INFORMATION SUPPLIED
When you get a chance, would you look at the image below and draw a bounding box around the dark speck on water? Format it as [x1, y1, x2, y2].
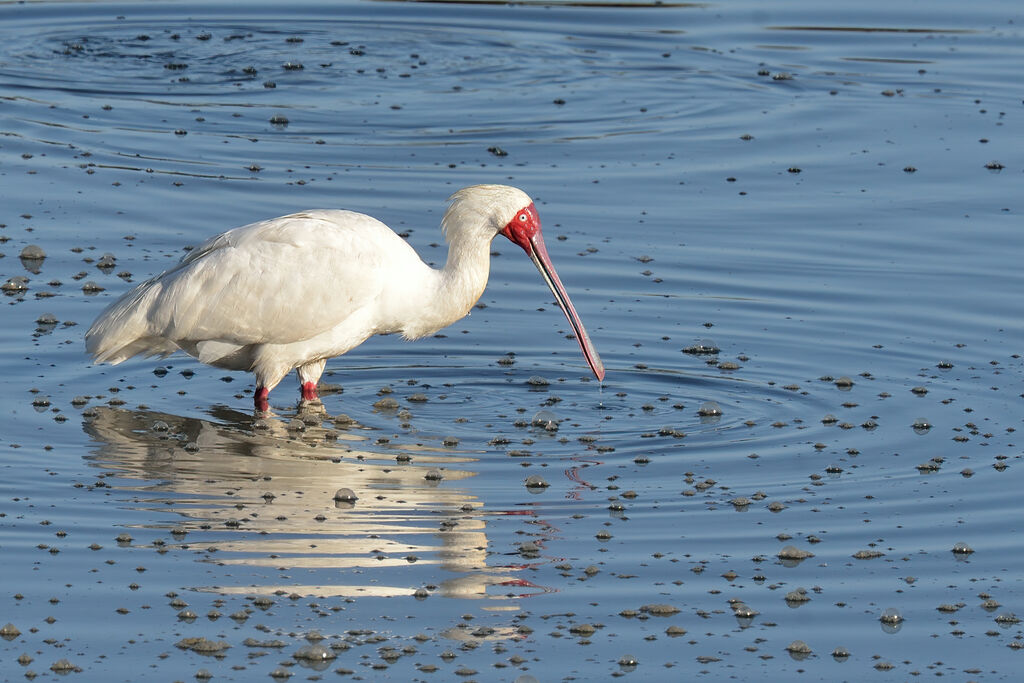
[0, 0, 1024, 683]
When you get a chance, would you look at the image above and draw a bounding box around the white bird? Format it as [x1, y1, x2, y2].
[85, 185, 604, 411]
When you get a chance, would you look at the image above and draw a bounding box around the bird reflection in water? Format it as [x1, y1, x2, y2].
[83, 403, 545, 598]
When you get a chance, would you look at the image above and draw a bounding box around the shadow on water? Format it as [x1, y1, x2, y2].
[84, 405, 544, 598]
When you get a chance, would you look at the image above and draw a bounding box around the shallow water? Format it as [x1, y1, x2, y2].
[0, 0, 1024, 681]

OBJECTIVE
Reproduce every record above word for word, and leave the picture out of your copy.

ANSWER FOR THE TASK
When you get a chance, would you look at the image below and draw a bounding box around the dark speck on water? Format it as [x1, y1, x2, y2].
[0, 0, 1024, 683]
When you get a chance, would you look at the image above and draw a bounding box around the white bird? Format it as [x1, y1, x2, y2].
[85, 185, 604, 411]
When you get a chance, would you look at the image above and draw a bounding box around the bird reflection in water? Format it as [x1, y1, x2, y2].
[83, 403, 545, 598]
When you get a chance, would you look at the image above and draw a bounding box around the shadow on water? Format it as [x1, y1, x2, y2].
[84, 405, 544, 598]
When you get a chance, would you look at the image above and draw a bounding box around the shallow water? Format it as [x1, y1, x2, y2].
[0, 0, 1024, 681]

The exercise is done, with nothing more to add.